◆ **Attività da svolgere**:
**a)** Nel testo sul caro materie prime, quale percentuale di imprese aveva già ridotto la produzione a marzo e aprile secondo l'indagine citata?
**b)** Continua il testo sul caro materie prime dopo l'ultima frase riportata.

A questo si aggiunge il caro materie prime come grano, plastica, legno, acciaio». Che impatto stanno avendo questi fattori? «Secondo una nostra indagine a marzo e aprile il 16% delle imprese ha già ridotto la produzione e il 30% contava di farlo nei successivi tre mesi. Le imprese hanno inoltre assorbito parte degli incrementi senza ribaltarli sul prodotto finito e quindi sul mercato. Abbiamo rivisito al ribasso tutti gli indicatori di crescita economica, è una situazione critica. Ma c’è bisogno di una crescita duratura nel tempo e non vediamo segnali che vadano in questo senso. Abbiamo anche criticato gli interventi del governo, per esempio rispetto ai bonus, come i 200 sparpagliati sulle famiglie, anche ai percettori di Reddito di cittadinanza, che non abbiamo mai ritenuto una risposta efficace. Bisogna secondo noi ridurre il cuneo fiscale, che è tra i più alti d’Europa, investendo 16 miliardi per alleggerire il carico fiscale in capo all’azienda e darne due terzi ai lavoratori, cioè una mensilità aggiuntiva ai nostri dipendenti, circa 1.220 euro in un anno. I soldi ci sono, nel documento di Economia e finanza c’è scritto infatti che quest’anno ci sarà un extra- gettito di 38 miliardi, in parte dovuto agli oneri fiscali e in parte a quelli sociali».

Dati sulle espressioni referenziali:
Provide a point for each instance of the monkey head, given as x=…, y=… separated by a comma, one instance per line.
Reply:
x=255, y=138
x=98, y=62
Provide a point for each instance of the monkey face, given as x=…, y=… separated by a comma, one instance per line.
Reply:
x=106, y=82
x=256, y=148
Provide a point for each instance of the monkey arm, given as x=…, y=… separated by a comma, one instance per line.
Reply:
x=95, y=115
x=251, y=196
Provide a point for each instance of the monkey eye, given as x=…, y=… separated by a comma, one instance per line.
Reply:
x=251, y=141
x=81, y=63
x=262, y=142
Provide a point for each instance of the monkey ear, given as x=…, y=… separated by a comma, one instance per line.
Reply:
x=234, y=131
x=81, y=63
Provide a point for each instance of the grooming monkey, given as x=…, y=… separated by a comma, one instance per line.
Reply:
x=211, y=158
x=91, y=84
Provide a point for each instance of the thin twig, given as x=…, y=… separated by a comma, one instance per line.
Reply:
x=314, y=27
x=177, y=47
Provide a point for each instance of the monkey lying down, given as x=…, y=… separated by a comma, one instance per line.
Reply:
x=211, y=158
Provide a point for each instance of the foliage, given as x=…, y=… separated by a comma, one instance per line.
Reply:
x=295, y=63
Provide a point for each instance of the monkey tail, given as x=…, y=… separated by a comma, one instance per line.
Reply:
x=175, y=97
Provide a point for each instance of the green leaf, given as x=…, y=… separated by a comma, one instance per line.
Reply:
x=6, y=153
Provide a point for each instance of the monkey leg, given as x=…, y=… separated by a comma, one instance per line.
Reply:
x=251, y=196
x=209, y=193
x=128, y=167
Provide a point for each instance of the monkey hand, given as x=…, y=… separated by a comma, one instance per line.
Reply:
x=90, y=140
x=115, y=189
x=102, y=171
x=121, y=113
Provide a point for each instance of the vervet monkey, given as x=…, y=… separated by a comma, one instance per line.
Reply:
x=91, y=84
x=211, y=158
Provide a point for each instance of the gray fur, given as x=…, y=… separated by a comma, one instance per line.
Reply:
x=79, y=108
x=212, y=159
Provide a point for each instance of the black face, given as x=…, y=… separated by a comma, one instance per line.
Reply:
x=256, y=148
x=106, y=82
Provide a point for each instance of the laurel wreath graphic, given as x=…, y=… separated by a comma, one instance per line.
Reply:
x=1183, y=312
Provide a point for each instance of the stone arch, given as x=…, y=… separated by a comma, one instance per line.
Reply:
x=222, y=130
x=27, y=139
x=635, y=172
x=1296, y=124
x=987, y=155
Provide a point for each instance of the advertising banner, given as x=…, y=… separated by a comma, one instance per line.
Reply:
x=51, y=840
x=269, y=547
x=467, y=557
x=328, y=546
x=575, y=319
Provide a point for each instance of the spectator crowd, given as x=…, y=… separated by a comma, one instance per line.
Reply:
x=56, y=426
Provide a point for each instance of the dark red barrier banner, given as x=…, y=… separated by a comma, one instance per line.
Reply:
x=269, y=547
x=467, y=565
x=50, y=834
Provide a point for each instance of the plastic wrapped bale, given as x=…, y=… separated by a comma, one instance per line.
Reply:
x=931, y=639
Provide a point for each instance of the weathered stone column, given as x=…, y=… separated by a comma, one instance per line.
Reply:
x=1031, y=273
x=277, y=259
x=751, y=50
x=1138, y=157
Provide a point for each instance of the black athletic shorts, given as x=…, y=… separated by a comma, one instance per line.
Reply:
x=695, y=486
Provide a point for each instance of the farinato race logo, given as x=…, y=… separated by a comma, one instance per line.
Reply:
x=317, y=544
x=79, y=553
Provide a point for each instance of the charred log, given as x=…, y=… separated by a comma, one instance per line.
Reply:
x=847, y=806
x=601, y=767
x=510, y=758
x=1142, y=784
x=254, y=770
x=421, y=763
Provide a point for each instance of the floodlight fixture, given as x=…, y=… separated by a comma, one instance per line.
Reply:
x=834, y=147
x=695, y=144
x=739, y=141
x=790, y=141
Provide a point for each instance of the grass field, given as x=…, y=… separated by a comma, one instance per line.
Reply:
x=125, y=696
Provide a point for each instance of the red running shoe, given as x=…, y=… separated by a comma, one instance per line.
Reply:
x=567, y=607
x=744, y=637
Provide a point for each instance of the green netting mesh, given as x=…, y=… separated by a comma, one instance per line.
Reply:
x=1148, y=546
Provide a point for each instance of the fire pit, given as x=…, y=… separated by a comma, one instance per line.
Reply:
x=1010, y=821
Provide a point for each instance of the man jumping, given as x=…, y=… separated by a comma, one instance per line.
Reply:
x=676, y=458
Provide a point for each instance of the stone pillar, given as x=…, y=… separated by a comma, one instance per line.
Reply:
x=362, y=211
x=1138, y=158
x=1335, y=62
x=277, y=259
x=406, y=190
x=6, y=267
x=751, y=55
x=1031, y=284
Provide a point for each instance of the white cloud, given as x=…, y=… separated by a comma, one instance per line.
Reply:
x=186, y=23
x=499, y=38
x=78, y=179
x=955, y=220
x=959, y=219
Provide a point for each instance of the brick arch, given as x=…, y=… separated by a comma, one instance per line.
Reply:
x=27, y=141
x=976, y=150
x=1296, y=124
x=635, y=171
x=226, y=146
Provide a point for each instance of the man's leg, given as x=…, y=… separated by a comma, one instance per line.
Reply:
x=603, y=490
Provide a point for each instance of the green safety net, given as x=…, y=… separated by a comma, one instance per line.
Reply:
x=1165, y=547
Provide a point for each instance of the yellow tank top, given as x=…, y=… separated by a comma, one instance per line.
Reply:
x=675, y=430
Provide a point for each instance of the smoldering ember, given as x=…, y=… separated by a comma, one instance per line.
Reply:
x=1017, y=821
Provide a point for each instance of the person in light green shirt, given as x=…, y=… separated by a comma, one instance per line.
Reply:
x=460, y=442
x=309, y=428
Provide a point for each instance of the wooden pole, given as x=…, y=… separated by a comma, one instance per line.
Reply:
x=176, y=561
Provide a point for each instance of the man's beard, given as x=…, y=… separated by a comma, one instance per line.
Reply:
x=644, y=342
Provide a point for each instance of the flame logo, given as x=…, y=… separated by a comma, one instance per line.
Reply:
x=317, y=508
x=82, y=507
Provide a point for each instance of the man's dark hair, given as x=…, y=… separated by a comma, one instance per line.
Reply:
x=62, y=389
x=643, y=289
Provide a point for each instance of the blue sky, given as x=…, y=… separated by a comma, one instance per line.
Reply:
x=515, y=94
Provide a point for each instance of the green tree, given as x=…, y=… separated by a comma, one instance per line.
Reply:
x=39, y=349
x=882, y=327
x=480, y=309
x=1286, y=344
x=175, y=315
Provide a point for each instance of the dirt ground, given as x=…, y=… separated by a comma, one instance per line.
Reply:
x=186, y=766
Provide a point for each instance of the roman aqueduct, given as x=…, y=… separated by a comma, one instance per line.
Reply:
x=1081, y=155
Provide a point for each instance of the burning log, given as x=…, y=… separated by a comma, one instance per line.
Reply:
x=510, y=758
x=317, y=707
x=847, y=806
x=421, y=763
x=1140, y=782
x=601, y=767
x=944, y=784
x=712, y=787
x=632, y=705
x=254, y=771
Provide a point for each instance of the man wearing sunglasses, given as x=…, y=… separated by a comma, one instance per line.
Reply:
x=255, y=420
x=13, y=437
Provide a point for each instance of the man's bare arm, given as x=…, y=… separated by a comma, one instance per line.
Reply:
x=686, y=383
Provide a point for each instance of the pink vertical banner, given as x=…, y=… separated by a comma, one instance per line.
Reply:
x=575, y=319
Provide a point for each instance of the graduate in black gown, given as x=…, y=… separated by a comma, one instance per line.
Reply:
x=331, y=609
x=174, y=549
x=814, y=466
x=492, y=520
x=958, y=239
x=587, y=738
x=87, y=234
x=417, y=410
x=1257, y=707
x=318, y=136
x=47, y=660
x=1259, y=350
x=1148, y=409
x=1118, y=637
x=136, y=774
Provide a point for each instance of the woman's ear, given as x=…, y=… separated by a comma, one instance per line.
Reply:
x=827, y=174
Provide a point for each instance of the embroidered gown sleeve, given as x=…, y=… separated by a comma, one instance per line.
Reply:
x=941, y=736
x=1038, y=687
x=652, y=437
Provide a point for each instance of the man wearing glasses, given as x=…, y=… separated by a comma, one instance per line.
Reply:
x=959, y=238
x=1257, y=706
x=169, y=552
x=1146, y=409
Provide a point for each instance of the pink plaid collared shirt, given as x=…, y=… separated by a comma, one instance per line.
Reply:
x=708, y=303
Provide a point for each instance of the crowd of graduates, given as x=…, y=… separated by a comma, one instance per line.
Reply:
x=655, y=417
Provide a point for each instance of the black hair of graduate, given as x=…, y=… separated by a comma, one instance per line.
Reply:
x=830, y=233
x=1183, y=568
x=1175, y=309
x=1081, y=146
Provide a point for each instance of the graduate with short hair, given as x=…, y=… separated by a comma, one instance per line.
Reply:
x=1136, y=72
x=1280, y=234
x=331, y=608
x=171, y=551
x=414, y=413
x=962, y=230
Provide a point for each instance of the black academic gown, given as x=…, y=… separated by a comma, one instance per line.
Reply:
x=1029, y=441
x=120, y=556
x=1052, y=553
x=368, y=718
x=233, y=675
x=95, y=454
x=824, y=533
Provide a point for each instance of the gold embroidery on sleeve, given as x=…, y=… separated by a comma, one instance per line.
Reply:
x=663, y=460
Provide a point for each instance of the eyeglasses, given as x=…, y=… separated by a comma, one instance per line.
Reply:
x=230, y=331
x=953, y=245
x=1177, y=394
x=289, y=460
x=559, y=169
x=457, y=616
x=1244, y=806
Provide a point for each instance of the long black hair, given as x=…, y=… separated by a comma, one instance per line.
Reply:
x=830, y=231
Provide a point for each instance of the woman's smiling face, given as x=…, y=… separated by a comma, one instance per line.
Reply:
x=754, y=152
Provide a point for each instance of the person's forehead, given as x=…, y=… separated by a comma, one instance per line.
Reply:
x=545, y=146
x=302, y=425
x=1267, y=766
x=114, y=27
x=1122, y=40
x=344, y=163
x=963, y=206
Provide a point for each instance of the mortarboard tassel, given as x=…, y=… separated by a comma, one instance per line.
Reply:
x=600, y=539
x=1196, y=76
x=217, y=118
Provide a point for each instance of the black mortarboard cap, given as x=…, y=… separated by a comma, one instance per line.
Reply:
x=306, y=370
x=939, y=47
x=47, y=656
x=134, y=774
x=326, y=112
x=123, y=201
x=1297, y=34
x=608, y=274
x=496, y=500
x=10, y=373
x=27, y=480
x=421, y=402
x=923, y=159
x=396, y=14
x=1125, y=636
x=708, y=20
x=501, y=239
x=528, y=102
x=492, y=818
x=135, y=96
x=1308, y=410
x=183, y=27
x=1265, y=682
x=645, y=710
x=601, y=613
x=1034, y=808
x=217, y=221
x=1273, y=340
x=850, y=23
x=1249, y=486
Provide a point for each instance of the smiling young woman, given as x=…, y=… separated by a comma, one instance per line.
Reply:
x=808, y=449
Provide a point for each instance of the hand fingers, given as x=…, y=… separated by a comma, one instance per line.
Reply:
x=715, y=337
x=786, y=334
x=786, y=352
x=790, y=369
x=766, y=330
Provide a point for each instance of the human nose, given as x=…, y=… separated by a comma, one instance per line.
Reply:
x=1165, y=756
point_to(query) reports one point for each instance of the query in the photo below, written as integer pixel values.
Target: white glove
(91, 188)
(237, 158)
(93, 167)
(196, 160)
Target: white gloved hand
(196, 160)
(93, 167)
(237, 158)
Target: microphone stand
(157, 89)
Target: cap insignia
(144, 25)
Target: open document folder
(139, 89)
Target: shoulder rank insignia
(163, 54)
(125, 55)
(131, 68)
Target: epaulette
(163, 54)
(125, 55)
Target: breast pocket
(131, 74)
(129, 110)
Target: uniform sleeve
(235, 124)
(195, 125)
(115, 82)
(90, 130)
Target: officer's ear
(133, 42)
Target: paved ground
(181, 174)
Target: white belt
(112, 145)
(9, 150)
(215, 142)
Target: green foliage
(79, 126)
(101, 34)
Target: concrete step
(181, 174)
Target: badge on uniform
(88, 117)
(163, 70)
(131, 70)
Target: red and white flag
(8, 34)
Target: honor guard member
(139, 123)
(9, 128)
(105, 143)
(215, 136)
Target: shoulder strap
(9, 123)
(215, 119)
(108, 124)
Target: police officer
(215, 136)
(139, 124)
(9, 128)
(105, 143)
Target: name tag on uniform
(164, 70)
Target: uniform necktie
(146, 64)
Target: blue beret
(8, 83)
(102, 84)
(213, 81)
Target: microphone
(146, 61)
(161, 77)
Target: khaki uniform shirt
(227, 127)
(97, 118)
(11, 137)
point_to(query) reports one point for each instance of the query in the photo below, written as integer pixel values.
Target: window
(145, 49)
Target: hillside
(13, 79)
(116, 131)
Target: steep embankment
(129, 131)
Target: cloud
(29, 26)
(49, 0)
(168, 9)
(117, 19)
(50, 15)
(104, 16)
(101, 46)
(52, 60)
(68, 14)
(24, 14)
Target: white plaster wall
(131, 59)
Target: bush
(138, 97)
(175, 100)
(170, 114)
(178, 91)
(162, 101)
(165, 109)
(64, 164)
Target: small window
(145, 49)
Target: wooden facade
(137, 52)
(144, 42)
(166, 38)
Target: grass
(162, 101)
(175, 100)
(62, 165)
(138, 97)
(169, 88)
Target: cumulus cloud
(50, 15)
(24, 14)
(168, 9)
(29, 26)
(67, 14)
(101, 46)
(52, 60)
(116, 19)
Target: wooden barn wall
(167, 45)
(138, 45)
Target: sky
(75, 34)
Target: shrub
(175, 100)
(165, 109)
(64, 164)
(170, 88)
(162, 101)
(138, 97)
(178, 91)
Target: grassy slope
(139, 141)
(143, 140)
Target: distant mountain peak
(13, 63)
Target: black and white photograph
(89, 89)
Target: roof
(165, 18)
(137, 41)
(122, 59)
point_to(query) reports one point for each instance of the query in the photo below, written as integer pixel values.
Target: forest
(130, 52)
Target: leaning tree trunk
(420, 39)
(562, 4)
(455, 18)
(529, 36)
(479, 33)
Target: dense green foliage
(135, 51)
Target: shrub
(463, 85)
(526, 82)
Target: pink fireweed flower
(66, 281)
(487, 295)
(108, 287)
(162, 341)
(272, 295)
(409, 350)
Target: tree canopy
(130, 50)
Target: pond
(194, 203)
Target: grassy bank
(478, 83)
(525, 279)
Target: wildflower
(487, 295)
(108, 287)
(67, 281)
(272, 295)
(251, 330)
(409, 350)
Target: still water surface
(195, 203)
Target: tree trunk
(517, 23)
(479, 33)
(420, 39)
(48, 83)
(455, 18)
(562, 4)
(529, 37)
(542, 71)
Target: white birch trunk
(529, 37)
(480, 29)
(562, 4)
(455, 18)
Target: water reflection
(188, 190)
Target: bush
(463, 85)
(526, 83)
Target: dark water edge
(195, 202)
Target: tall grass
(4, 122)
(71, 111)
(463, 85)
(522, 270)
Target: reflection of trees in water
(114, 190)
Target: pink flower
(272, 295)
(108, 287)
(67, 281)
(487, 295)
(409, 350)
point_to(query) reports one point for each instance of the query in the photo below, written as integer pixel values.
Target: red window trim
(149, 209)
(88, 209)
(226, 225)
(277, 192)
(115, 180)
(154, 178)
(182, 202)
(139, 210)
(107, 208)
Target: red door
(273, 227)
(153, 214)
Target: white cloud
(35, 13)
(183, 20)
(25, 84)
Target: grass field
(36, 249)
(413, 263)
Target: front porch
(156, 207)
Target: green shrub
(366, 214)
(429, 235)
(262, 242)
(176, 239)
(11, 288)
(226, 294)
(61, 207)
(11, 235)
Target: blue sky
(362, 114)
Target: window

◆ **Risultati delle attività**:
**a)** Il 16%.

**b)**
Analizzando più nel dettaglio il tema delle energie rinnovabili, pensa che questo possa essere il campo in cui davvero il Sannio possa recitare un ruolo da protagonista? «C’è il pacchetto RePower Eu, che metterà a disposizione circa 300 miliardi per dare sostegno e indipendenza energetica all’Europa. Una parte degli interventi previsti è destinata al potenziamento delle energie rinnovabili ma scontiamo la difficoltà nel mettere in atto questi investimenti per via della complessità delle norme. Nel Mezzogiorno, e quindi nel Sannio, occorre investire nell’industria manifatturiera, nel turismo, nelle energie rinnovabili e nel rispetto dell’ambiente, puntando sull’eolico e sul solare. Tra l’altro al Sud c’è il
53% delle energie rinnovabili prodotte, di cui il 94% da eolico. Inoltre abbiamo la chance di investire nell’economia del mare, gestendo anche grazie alle Zes gli aspetti legati alla retro-portualità». Nel Sannio, però, resta il nodo dell’occupazione e la fuga dei giovani è incessante. Come invertire il trend? «Dobbiamo fare più sistema territoriale, avere una visione d’insieme dello sviluppo complessivo. Vedo tanti singoli interventi che non seguono una regia di carattere generale. C’è ancora una percezione generalizzata che in fondo bisogna andare via da questo territorio. E allora dobbiamo fare sistema tra le imprese, tra le istituzioni, con la politica e con le università per sperare di cambiare rotta. Spesso formiamo giovani che però già a monte hanno deciso di andare via. Non vedo un’idea di territorio da promuovere all’esterno». Cosa servirebbe nello specifico? «Dovremmo creare una regia di fondo, in questo momento c’è un Comune capoluogo che sta facendo bene, una Regione Campania che vedo vicina al territorio. Ci sono le condizioni per creare queste chance di sviluppo. Si sta lavorando tanto sul tema delle aree interne, anche con i Forum, c’è attenzione e manca solo una strategia complessiva». Digitalizzazione e transizione green sono le grandi sfide di questa delicata fase storica. Quali sono i prossimi step in agenda? «Il 17 giugno a Bari prenderanno il via le assise nazionali di Confindustria
Piccola Industria. Quattro i temi al centro del documento programmatico: competenze e capitale umano, finanza e crescita, nuova impresa tra digitale e fisico, sostenibilità e transizione green. Al termine stabiliremo le quattro priorità per dettare la linea degli interventi necessari ».